[Natural-language object grounding data]
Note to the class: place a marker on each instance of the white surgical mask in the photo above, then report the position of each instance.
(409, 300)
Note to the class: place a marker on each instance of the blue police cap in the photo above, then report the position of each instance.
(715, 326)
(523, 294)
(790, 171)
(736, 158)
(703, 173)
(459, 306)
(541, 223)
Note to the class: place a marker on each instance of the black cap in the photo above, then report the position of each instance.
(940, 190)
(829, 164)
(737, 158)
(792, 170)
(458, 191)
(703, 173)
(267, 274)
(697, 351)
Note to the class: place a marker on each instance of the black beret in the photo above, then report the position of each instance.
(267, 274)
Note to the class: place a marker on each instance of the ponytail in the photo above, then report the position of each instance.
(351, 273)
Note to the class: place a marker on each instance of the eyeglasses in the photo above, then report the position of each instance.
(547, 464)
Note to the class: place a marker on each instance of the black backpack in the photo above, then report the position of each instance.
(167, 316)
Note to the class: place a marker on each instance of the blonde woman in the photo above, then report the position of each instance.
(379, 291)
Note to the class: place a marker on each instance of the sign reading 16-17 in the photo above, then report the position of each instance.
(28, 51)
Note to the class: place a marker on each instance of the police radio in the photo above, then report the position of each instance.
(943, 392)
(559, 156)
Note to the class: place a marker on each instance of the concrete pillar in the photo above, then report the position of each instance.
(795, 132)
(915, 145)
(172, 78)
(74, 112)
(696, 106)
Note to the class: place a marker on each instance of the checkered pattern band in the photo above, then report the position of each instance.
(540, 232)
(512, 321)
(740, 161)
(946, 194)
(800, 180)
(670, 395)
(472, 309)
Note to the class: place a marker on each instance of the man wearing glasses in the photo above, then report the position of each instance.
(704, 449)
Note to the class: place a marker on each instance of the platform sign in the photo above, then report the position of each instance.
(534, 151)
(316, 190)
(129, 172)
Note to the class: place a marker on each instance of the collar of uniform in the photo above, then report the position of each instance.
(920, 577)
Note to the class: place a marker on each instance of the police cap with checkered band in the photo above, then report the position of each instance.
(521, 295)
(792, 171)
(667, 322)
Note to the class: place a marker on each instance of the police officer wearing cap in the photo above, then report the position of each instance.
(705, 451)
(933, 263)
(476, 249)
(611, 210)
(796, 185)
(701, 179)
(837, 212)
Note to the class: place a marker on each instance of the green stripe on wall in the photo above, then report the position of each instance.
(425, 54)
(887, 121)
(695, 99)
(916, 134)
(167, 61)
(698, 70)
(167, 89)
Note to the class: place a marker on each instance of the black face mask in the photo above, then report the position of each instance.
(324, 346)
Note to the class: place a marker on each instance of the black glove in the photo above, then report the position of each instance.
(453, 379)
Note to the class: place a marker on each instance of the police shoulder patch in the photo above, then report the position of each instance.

* * *

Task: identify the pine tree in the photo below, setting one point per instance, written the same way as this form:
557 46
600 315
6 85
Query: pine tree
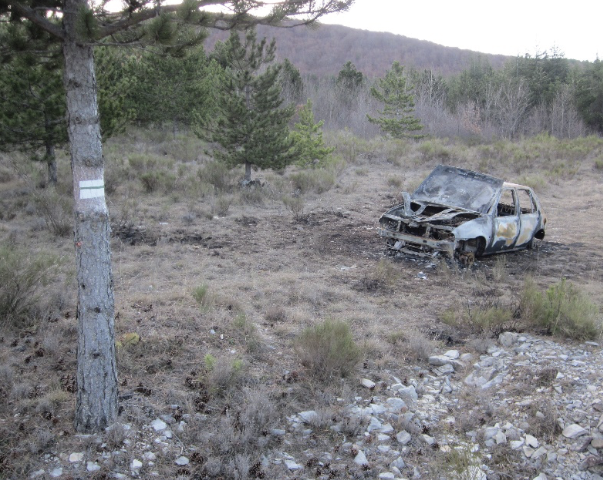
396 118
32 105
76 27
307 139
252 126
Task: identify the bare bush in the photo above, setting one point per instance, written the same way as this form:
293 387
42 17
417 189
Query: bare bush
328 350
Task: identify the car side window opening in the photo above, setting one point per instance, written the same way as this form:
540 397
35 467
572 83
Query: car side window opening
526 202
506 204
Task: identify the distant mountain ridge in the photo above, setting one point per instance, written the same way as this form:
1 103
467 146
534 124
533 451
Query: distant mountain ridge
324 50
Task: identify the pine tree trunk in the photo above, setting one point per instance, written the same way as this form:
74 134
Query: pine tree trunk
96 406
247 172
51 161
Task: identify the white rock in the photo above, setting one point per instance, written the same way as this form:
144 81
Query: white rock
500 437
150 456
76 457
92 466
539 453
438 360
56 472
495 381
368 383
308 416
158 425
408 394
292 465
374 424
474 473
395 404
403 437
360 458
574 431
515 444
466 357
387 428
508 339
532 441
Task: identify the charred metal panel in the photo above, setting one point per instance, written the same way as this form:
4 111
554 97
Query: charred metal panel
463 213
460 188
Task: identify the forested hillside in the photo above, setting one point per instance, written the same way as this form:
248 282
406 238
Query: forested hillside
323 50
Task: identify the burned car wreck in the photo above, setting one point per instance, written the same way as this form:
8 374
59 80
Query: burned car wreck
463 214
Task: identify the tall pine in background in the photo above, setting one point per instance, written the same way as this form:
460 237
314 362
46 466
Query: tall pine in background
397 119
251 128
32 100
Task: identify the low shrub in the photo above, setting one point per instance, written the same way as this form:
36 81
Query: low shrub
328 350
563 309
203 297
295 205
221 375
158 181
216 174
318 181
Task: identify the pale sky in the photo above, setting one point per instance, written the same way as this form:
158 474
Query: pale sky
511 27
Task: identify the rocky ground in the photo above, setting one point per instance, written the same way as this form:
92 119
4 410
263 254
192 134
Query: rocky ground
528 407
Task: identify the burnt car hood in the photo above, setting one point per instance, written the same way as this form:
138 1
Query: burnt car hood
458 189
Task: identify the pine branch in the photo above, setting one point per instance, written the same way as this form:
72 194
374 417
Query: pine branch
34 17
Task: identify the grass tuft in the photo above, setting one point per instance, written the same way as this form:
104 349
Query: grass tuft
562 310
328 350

--

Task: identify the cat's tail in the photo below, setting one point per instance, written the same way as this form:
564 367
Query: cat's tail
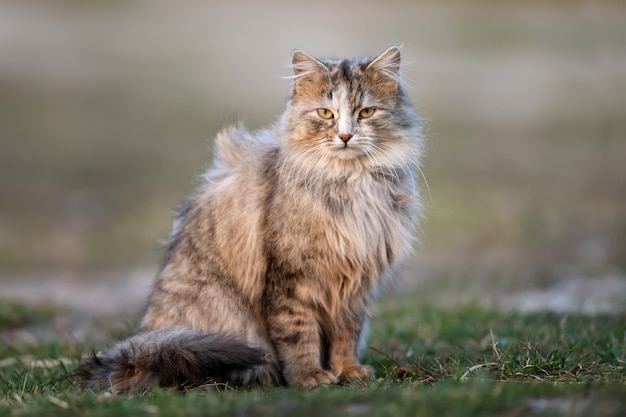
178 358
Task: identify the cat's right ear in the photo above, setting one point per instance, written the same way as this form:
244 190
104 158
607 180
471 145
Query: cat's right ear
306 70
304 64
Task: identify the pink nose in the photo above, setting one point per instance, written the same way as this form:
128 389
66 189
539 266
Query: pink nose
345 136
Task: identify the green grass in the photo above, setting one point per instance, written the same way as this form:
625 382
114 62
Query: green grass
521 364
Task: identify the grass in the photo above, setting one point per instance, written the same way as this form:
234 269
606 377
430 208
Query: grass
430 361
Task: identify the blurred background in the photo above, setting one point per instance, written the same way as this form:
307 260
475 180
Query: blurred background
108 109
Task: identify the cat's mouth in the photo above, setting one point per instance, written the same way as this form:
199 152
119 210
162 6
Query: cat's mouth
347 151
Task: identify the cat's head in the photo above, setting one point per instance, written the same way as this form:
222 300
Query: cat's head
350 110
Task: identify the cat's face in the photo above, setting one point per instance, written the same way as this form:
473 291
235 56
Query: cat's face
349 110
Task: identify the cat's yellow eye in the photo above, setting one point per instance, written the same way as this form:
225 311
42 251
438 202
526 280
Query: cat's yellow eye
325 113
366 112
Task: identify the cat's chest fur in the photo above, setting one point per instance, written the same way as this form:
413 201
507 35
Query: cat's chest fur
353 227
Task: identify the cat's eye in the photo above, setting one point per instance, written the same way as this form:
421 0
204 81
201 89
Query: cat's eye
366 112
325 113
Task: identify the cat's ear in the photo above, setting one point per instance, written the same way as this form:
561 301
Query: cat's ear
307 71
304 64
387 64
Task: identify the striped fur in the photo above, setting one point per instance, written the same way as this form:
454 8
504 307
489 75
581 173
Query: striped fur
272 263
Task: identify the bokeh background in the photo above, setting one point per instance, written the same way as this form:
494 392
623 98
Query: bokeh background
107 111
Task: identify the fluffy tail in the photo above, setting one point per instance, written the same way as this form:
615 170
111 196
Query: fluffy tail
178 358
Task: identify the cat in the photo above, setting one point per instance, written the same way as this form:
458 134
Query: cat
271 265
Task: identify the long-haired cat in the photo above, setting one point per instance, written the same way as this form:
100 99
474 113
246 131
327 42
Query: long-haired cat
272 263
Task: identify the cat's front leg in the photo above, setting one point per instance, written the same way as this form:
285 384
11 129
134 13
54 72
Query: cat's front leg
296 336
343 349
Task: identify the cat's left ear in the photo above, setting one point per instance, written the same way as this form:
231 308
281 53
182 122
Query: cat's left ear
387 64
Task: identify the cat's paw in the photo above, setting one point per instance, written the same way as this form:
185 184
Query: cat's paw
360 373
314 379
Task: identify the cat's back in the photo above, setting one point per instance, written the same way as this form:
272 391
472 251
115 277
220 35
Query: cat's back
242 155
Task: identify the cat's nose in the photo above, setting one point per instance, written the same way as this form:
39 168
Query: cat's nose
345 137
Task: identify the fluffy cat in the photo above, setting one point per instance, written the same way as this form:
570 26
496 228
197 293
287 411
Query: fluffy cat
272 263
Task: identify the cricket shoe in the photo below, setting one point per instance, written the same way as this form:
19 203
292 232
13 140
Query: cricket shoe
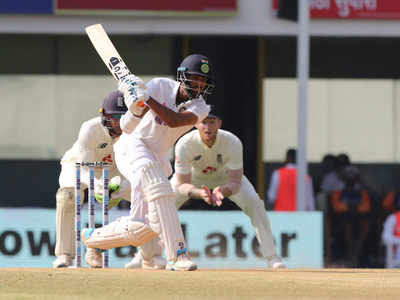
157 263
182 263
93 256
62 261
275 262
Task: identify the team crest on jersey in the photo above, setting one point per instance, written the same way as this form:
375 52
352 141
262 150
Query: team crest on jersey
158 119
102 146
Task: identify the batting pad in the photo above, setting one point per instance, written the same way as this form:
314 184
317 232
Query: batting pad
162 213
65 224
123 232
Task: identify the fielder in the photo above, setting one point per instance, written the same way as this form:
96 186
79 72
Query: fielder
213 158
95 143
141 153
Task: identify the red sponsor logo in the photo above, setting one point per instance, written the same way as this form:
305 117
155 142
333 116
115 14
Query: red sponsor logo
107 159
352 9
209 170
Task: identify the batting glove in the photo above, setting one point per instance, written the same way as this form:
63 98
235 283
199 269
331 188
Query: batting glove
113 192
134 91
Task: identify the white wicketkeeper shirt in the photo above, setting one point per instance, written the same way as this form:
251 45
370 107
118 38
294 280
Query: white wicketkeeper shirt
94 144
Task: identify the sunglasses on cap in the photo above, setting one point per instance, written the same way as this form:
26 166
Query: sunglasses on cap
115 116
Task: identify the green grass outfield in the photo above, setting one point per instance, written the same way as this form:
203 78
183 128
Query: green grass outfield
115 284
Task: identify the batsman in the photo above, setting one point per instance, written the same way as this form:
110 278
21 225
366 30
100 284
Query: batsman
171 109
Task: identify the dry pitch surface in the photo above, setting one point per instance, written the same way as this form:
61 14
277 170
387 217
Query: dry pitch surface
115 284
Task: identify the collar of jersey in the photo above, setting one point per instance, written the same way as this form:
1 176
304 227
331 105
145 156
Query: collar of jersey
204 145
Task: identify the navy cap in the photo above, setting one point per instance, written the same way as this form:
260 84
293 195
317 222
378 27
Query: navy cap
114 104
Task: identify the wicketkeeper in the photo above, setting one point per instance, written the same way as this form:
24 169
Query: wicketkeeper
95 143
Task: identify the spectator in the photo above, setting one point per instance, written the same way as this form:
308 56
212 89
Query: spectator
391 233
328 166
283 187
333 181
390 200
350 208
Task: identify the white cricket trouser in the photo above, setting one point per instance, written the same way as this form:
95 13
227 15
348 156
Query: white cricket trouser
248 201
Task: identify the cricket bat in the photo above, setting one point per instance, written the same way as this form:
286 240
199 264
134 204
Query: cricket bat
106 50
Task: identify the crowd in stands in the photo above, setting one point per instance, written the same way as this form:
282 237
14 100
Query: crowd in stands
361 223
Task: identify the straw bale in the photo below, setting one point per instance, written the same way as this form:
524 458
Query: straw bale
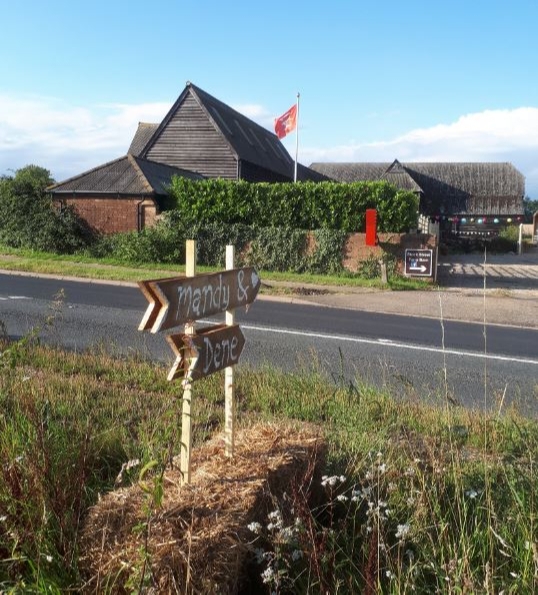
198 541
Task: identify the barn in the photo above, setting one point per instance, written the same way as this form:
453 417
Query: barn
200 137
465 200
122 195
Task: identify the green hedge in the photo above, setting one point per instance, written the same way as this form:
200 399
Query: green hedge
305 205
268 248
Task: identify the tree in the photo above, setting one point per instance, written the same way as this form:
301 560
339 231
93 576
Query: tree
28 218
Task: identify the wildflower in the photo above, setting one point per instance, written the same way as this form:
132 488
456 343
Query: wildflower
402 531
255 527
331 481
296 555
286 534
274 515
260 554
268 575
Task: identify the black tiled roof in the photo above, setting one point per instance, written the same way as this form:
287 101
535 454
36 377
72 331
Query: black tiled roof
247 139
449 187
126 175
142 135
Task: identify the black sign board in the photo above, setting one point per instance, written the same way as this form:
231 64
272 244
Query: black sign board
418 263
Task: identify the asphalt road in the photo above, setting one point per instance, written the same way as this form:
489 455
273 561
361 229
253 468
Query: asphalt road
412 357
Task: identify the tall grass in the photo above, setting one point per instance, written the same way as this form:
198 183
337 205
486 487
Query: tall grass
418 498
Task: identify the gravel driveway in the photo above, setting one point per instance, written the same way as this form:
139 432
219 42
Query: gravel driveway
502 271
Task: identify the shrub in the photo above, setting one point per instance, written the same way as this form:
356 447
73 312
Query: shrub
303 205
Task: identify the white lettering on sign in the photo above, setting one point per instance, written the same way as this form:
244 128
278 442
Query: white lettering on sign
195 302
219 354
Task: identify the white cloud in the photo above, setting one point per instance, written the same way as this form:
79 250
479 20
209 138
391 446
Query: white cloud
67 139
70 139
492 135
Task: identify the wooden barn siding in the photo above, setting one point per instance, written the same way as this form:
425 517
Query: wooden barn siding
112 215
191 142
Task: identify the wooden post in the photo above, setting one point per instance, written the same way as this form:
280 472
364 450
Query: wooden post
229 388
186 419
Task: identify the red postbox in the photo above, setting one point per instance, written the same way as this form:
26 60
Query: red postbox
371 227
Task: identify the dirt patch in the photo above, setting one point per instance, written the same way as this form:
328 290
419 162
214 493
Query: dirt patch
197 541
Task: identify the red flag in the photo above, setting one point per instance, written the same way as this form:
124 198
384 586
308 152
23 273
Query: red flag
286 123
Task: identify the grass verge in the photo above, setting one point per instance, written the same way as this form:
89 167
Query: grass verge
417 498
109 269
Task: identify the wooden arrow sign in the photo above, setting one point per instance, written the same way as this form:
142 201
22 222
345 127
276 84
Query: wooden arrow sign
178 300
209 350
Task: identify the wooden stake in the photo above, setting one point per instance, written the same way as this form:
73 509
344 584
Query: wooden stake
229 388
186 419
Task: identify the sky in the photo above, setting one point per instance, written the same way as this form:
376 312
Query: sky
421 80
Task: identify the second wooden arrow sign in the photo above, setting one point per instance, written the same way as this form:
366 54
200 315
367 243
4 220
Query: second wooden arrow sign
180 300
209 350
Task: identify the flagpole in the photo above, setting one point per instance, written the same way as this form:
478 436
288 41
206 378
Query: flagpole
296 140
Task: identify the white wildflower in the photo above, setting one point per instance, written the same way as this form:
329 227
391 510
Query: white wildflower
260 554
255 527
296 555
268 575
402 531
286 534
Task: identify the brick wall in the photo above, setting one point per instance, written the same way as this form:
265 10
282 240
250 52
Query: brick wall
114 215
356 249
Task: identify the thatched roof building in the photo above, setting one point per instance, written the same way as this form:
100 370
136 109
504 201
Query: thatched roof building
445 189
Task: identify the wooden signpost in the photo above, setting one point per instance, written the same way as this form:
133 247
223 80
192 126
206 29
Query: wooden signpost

What the task asks: Your reply should be the number of lines in the entries that contain "below", nothing more.

Solved exercise: 4